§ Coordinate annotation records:
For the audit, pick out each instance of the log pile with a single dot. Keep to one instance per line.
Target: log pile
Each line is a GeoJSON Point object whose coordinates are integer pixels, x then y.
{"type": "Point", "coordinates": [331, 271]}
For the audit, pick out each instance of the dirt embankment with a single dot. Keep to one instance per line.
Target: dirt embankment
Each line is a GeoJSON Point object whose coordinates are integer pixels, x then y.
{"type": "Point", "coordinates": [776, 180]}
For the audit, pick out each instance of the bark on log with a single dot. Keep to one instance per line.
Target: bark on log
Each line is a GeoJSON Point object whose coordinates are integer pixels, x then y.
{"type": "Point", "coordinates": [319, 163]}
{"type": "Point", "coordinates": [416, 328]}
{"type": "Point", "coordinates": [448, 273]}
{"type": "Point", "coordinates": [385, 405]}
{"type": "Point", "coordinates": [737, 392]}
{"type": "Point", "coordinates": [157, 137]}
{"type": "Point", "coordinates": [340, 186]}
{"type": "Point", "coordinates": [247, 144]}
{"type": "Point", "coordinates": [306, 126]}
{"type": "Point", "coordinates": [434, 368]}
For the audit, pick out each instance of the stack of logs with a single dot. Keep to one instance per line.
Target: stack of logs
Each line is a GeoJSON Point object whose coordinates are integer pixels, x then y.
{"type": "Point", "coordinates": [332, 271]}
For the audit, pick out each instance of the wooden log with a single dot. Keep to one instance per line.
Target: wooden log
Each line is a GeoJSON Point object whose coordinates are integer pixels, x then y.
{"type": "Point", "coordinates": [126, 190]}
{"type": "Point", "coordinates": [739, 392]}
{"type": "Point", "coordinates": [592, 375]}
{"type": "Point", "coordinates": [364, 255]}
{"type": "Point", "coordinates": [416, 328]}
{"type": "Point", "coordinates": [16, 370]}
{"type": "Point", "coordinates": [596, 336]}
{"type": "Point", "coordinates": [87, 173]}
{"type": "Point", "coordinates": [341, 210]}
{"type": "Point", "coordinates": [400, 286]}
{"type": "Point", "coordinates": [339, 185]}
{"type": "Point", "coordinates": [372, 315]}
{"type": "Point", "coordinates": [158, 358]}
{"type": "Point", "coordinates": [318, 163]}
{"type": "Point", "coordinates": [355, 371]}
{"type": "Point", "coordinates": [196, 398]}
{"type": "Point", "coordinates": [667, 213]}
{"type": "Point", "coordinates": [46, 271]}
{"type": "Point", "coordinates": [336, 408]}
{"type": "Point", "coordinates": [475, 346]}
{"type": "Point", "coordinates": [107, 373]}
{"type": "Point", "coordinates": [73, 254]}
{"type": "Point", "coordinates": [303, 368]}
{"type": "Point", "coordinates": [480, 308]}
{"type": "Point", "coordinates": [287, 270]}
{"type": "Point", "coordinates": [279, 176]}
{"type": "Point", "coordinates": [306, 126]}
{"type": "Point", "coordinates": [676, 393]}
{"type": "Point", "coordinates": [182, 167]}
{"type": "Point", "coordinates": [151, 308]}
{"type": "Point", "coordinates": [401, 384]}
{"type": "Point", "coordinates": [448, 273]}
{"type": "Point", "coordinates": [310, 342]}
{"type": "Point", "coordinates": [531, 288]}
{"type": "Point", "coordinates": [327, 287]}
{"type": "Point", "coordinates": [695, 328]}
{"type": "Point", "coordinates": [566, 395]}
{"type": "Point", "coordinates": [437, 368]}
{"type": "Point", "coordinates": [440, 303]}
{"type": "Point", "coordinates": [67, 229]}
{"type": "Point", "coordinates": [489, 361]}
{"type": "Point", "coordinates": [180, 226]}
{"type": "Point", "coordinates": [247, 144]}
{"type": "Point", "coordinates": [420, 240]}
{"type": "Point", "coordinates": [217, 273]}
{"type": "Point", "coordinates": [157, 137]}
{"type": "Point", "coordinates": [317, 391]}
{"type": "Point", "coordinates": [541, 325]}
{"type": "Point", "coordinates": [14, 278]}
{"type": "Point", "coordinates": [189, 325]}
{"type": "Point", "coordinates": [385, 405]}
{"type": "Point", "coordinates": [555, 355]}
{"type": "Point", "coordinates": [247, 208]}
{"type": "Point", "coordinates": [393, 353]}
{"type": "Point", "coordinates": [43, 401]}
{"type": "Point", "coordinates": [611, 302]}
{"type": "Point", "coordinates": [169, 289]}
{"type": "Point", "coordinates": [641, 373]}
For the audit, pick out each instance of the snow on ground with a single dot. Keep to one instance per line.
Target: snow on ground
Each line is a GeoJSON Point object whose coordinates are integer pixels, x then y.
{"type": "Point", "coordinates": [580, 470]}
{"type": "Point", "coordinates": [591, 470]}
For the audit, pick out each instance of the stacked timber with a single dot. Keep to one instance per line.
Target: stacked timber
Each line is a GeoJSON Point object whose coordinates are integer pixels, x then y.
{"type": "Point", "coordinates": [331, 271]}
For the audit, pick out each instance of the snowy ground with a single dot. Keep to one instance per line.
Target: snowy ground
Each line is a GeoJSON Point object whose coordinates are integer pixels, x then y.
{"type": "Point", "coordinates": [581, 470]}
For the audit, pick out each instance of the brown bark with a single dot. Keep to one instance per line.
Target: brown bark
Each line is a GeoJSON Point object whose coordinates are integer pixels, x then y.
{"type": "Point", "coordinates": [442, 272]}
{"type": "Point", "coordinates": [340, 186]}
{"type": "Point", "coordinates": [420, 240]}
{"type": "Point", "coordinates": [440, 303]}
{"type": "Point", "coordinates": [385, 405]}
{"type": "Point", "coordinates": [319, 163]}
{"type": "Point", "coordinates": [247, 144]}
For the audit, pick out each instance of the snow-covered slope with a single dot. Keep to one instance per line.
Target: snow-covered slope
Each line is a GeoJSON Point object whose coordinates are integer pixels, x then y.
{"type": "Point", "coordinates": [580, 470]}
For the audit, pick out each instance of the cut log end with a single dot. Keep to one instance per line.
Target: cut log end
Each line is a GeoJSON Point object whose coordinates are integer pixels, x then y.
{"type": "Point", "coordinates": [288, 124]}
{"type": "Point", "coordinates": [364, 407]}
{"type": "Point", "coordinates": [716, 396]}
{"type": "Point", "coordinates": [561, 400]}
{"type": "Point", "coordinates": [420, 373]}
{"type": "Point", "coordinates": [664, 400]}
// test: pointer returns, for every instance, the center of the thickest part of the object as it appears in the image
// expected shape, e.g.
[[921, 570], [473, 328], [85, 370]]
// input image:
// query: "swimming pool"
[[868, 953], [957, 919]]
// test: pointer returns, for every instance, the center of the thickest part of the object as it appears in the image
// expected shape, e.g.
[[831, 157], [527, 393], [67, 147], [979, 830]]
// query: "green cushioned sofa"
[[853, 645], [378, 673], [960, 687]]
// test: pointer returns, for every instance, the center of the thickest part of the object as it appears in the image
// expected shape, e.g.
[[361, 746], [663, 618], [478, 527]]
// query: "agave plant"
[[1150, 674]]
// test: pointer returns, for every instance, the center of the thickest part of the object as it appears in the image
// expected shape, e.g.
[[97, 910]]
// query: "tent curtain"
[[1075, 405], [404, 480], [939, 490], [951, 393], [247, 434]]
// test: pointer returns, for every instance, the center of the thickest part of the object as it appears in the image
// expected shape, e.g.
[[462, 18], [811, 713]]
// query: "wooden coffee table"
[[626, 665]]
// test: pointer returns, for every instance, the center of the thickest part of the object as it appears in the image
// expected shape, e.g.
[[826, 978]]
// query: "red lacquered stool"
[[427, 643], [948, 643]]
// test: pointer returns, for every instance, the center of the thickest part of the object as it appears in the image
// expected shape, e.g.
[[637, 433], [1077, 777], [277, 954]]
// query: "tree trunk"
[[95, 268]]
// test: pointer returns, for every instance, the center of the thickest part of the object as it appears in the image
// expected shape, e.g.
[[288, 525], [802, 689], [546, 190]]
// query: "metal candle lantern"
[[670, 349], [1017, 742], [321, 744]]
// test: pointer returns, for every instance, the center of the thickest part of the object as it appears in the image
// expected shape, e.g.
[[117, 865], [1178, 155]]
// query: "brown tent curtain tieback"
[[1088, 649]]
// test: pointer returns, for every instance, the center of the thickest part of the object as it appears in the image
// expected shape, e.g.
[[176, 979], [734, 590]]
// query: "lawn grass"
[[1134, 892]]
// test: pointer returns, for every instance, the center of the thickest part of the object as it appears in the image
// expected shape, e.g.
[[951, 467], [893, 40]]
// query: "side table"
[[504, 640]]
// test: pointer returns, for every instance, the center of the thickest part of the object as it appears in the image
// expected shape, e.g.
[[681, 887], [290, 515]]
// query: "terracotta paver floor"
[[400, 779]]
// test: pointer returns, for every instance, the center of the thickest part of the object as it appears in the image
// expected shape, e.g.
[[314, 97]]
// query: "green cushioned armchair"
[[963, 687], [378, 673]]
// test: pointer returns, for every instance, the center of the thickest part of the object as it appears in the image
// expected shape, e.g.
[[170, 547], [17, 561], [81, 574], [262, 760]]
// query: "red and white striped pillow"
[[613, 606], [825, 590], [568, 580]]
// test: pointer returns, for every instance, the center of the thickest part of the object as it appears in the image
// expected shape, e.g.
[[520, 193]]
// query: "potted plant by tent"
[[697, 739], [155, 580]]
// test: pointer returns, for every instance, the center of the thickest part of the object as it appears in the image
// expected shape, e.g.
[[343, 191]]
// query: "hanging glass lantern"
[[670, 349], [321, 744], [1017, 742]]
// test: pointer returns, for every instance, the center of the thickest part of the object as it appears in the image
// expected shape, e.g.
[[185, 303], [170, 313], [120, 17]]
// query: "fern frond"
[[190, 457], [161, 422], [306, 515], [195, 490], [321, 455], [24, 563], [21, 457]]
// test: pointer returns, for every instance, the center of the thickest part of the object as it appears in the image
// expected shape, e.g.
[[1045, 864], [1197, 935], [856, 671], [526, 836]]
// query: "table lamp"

§ Problem to solve: How many lines of the data above contain the string "with"? Case counts, so give only the number.

§ Response to the task: 11